Collins warming the bench and he likes it

Published Sep 11, 2012

Share

Way before the world knew what a Taylor Swift is, there was a rapper who interrupted someone at an awards show and made history.

At the 1998 Grammy Awards, Wu-Tang Clan group member, Ol’ Dirty Bastard, was so outraged that they lost an award to the then-Puff Daddy that he bum-rushed the podium and told Erykah Badu (who was presenting another award) as well as the world that “Wu-Tang is for the children”.

Now, alternated with “Wu-Tang is for the kids,” this has become a popular saying when describing the hip hop supergroup. But perhaps they should expand the sentence to include kids and well-known theatre collectives.

When I ask Adrian Collins, a seasoned actor and member of The Mechanicals collective, about how one becomes a part of the crew, he exclaims: “We’re like the Wu-Tang of theatre!

“I’d be ODB, obviously,” Collins looks at me as if to accompany that declaration with a “duh” before I remind him that Wu-Tang’s Old Dirty Bastard is dead.

“Oh yeah, rest in peace,” Collins mutters. “Okay, then, I’d be The GZA. No,” he begins to laugh, “Guy de Lancey is The GZA!”

The Mechanicals’ Chris Weare, as Collins tells me later, is obviously The RZA. Collins may be a fan of old American rap, but he’s a bigger fan of SA theatre. This month, he stars at the Kalk Bay Theatre alongside Brent Palmer in the Palmer-penned dramatic comedy Bench.

→ **Directive 1**: Translate this sentence from the article on Adrian Collins into Spanish: "Way before the world knew what a Taylor Swift is, there was a rapper who interrupted someone at an awards show and made history."
→ **Directive 2**: Carry on the article about Adrian Collins from its final sentence, adding a few paragraphs in the same style.

→ **Entries provided**:
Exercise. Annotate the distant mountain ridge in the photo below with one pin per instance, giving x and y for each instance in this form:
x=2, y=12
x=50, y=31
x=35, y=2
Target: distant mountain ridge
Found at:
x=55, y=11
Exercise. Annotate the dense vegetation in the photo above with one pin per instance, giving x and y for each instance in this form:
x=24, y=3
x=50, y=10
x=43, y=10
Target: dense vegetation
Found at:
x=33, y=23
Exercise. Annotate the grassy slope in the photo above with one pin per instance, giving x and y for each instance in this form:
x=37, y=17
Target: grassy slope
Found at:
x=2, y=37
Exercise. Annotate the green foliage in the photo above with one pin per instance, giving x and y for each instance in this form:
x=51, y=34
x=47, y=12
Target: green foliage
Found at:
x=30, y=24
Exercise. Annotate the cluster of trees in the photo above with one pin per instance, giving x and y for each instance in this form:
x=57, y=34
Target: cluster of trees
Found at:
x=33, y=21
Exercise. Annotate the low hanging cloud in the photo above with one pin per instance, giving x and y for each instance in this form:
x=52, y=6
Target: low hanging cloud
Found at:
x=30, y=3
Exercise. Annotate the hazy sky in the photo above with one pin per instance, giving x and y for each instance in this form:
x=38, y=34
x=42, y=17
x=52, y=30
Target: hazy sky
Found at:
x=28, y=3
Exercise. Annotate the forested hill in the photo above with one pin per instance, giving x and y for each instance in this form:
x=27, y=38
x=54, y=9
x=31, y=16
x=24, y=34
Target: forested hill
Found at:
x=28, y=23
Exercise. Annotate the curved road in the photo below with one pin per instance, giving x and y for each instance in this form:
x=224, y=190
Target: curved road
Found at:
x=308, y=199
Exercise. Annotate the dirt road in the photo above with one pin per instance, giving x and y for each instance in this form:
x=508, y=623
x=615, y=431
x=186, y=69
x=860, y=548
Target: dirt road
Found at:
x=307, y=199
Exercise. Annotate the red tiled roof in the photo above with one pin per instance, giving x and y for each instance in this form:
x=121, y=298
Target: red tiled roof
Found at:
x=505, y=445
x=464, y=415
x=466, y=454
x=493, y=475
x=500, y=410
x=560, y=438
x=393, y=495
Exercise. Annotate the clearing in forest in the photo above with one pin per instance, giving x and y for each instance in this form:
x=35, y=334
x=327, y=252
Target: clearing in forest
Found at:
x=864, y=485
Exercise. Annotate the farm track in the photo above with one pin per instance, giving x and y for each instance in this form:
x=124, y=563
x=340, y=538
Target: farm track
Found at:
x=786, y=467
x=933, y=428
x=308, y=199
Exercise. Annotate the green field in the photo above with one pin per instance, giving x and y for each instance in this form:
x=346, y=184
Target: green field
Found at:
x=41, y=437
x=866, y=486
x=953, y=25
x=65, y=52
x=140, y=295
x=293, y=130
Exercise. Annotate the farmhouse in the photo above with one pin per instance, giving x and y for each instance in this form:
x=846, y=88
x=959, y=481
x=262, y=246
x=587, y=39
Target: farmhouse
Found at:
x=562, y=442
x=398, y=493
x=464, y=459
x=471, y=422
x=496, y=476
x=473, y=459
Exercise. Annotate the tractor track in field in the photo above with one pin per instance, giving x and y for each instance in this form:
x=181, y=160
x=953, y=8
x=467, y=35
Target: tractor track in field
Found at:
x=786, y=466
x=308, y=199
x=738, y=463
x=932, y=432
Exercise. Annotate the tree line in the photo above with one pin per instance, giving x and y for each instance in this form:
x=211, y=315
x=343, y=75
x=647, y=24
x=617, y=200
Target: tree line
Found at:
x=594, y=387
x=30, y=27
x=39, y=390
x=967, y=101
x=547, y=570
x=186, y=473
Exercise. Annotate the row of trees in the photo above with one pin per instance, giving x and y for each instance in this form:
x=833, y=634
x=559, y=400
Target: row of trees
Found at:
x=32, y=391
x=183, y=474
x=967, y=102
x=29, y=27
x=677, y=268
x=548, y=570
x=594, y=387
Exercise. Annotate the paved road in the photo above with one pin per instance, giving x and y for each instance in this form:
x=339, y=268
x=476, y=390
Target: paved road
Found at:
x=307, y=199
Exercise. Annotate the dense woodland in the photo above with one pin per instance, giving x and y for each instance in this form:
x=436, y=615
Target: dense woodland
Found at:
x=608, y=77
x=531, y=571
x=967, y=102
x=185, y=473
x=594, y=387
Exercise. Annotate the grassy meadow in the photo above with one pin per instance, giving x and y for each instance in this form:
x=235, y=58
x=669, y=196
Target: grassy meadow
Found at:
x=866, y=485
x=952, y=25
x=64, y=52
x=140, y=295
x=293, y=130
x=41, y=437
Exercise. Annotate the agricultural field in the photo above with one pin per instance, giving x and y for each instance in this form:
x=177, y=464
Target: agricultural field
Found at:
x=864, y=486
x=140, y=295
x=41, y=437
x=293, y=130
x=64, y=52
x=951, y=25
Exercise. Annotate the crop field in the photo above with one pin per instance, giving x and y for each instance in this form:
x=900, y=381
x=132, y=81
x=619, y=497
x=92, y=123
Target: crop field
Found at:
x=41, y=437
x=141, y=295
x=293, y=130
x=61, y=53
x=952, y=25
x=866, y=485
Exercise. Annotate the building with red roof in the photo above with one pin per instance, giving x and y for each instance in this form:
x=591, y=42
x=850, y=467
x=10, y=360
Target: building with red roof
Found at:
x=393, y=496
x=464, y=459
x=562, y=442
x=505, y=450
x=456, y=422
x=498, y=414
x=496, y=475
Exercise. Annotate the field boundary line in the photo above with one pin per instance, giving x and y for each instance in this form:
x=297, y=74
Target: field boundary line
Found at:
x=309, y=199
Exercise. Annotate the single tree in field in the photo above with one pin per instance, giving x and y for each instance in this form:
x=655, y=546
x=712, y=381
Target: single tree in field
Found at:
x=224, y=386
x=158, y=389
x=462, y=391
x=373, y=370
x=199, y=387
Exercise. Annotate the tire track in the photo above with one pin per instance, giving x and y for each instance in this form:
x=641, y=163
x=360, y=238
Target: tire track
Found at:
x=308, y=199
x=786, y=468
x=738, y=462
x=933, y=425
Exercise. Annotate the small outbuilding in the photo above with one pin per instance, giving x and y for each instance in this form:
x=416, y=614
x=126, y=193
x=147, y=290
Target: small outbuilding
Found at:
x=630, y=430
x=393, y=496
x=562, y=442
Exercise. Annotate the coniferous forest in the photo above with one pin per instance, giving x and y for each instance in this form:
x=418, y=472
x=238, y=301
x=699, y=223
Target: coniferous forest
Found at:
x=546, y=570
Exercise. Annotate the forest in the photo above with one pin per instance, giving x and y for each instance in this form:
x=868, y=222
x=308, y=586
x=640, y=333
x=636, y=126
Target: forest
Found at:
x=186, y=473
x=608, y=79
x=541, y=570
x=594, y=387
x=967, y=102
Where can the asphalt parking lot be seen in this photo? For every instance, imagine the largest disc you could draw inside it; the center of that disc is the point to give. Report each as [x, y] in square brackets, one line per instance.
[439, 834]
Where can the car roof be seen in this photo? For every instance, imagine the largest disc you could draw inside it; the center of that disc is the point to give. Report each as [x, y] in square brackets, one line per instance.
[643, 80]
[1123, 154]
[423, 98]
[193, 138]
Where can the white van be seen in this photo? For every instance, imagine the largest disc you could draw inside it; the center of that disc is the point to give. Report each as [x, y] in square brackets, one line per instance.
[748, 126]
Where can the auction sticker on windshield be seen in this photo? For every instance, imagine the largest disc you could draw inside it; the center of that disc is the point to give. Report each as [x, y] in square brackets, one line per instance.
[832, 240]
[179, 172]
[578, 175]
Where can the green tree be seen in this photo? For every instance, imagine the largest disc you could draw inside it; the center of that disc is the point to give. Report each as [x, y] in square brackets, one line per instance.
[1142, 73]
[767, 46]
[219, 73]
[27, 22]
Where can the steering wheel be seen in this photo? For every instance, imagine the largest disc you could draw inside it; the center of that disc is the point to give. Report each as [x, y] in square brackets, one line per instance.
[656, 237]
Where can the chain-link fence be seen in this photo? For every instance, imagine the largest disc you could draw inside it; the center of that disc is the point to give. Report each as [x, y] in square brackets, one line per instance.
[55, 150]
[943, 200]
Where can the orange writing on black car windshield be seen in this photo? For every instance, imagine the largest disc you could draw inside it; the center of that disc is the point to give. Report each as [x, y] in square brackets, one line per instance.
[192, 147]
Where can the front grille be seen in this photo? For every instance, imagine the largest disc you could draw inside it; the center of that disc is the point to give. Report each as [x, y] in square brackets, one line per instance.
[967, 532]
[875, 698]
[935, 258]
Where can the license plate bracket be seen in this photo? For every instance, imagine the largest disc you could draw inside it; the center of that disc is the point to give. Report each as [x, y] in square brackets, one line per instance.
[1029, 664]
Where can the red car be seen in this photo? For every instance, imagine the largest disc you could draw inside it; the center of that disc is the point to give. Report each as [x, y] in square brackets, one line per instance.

→ **Right answer 1**: Mucho antes de que el mundo supiera qué es una Taylor Swift, hubo un rapero que interrumpió a alguien en una ceremonia de premios e hizo historia.

→ **Right answer 2**:
About two small-time crooks who reflect on their past and ponder the future as they plot a move that is going to set them up for the big time, “Bench is a slice- of-life kind of thing.

“It’s a simple, nice, neat package that is under an hour.

“When I read the script,” he continues, “I was like, I get it, I know this, and liked that the script was not trying to be up its own a***. Sometimes scripts get too self-indulgent and as the audience, you wonder: ‘Why am I watching this?’”

Collins emphasises that whether on stage in Bench or on the big screen in the US film Chronicle, “I go from what I know.”

He uses Bench as an example: “There is a fine balance between playing a character and becoming a caricature. In Bench, you’ve heard people speaking like this and you relate to it. It’s a comedy, but you still have to be truthful. The more honest with the characters you are then the funnier it becomes. That’s where the funny begins.”

But he doesn’t always play comedic characters. He’s also starred in Shakespearean classics.

“We do Shakespeare differently, though,” he explains.

“If you saw The Mechanicals’ King Lear or Midsummer Night’s Dream, you would understand.

“Guy de Lancey directed and he twists things and makes them fun, like turning King Lear into a comedy,” he pauses, “that’s why he’s The GZA!”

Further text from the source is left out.